Regeling fosfaatreductieplan 2017. Geen procesbelang.

Uitspraak

uitspraak

zaaknummer: 17/1695

en

(gemachtigde: mr. R. Ramlal).

Procesverloop

Bij besluit van 17 juni 2017 (het primaire besluit) heeft verweerder op grond van de Regeling fosfaatreductieplan 2017 (de Regeling) aan appellant een bonusgeldsom toegekend van € 342,00 voor periode 1.

Bij besluit van 27 oktober 2017 (het bestreden besluit) heeft verweerder het bezwaar van appellant tegen het primaire besluit ongegrond verklaard.

Appellant heeft beroep ingesteld tegen het bestreden besluit.

Verweerder heeft een verweerschrift ingediend.

Appellant heeft een nader stuk ingediend.

Bij besluit van 8 december 2020 (het vervangingsbesluit) heeft verweerder het bestreden besluit ingetrokken, het bezwaar van appellant tegen het primaire besluit alsnog gegrond verklaard, dat besluit herroepen en appellant een bonusgeldsom van € 913,20 toegekend.

☆ ☆ ☆ ☆

OPDRACHT ::
Beantwoord alstublieft deze drie vragen over de uitspraak.
1. Welke bonusgeldsom kende verweerder bij het primaire besluit toe?
2. Op welke datum werd het bestreden besluit genomen?
3. Welk bedrag kende verweerder toe bij het vervangingsbesluit?
De items spelen hierbij geen enkele rol.

☆ ☆ ☆ ☆

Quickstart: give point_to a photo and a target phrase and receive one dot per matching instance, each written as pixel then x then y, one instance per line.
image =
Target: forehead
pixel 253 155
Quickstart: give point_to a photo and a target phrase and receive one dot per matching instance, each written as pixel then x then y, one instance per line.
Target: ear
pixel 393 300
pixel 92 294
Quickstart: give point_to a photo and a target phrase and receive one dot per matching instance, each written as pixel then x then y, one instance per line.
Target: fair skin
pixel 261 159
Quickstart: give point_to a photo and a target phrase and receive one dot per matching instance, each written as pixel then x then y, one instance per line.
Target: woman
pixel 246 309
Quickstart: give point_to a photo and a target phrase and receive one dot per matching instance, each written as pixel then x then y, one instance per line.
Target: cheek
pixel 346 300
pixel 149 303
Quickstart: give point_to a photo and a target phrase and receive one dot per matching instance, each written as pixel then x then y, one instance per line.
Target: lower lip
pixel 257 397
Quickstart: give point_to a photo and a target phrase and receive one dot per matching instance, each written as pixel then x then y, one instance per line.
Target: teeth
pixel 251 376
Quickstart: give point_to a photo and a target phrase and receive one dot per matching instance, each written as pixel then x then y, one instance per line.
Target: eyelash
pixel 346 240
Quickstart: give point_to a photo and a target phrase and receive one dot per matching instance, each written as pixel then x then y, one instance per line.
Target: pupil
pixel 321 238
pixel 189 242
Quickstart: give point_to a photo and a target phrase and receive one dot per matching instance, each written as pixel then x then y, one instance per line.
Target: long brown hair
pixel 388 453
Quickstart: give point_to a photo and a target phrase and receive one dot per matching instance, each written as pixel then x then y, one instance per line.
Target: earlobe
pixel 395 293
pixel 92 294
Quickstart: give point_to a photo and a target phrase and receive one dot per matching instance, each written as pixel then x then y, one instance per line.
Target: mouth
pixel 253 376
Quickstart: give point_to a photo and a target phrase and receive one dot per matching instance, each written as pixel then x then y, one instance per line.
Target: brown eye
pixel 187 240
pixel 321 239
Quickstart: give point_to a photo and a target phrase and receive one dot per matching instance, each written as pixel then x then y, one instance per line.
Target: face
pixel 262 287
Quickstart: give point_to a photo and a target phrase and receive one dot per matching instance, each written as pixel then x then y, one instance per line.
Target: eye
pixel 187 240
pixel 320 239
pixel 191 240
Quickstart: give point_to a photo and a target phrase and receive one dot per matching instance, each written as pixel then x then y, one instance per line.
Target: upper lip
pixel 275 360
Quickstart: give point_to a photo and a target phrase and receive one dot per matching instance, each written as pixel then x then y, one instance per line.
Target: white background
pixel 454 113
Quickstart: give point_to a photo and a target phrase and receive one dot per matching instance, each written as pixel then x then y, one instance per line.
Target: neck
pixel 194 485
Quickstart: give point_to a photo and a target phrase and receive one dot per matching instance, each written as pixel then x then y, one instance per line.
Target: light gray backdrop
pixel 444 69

☆ ☆ ☆ ☆

ANTWOORD ::
1. € 342,00 voor periode 1
2. 27 oktober 2017
3. € 913,20